[Stored data entries]
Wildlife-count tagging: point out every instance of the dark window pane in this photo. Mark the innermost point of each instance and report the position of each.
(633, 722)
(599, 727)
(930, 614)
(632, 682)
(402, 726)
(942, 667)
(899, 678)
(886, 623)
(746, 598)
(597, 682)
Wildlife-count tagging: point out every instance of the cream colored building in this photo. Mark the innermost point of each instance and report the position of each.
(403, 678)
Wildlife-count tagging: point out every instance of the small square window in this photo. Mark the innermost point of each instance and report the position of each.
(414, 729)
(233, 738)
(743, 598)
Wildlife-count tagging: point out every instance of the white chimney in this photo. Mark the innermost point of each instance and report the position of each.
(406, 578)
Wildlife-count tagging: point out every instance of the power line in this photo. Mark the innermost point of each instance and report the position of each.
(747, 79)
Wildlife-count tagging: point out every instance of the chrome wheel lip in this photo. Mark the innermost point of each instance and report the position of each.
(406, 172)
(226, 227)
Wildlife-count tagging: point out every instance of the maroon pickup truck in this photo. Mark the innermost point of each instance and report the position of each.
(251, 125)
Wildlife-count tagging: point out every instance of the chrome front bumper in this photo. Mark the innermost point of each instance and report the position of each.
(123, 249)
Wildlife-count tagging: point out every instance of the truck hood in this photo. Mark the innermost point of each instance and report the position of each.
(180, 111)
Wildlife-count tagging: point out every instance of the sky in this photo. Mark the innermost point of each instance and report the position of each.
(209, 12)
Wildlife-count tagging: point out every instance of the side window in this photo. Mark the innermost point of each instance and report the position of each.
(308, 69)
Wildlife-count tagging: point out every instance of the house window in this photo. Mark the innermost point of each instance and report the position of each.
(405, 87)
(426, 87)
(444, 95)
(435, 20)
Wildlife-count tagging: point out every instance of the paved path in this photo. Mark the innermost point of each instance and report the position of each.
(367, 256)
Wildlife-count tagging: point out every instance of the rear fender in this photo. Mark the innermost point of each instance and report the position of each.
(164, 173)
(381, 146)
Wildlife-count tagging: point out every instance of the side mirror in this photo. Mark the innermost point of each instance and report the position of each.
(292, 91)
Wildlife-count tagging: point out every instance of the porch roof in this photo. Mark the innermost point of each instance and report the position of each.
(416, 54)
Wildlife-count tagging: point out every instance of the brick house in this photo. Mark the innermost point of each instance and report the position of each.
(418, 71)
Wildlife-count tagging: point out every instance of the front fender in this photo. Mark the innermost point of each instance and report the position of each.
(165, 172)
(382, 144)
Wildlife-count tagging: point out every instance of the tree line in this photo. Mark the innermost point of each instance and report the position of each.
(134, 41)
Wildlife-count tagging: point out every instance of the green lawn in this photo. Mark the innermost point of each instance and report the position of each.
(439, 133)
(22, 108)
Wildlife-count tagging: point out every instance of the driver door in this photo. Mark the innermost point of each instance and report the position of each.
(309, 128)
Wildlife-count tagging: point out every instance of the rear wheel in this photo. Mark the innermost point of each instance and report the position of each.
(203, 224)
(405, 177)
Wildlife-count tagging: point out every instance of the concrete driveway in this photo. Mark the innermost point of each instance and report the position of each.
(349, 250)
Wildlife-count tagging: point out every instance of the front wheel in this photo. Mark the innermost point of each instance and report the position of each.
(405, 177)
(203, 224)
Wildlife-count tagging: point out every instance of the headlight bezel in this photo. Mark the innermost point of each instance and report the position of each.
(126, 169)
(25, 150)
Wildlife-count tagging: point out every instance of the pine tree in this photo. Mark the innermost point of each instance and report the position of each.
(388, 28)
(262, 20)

YOUR OBJECTIVE =
Copy, character for character, the lines from the line that holds "the front wheel" through the final line of the records above.

OUTPUT FOR THIS EXERCISE =
Wildlife-count tagging: point out every instance of the front wheel in this photo. Mark the innermost point of each instance and report the position of each.
(405, 177)
(203, 224)
Wildlife-count tagging: point out every instance of the headlight bezel in this photo. Mark the innermost point of each instance and report the position of each.
(126, 169)
(25, 150)
Wildlife-count tagging: point out every instance of the pine tree in this photo. Mark the innermost point of each instance and report the position of each.
(388, 28)
(262, 20)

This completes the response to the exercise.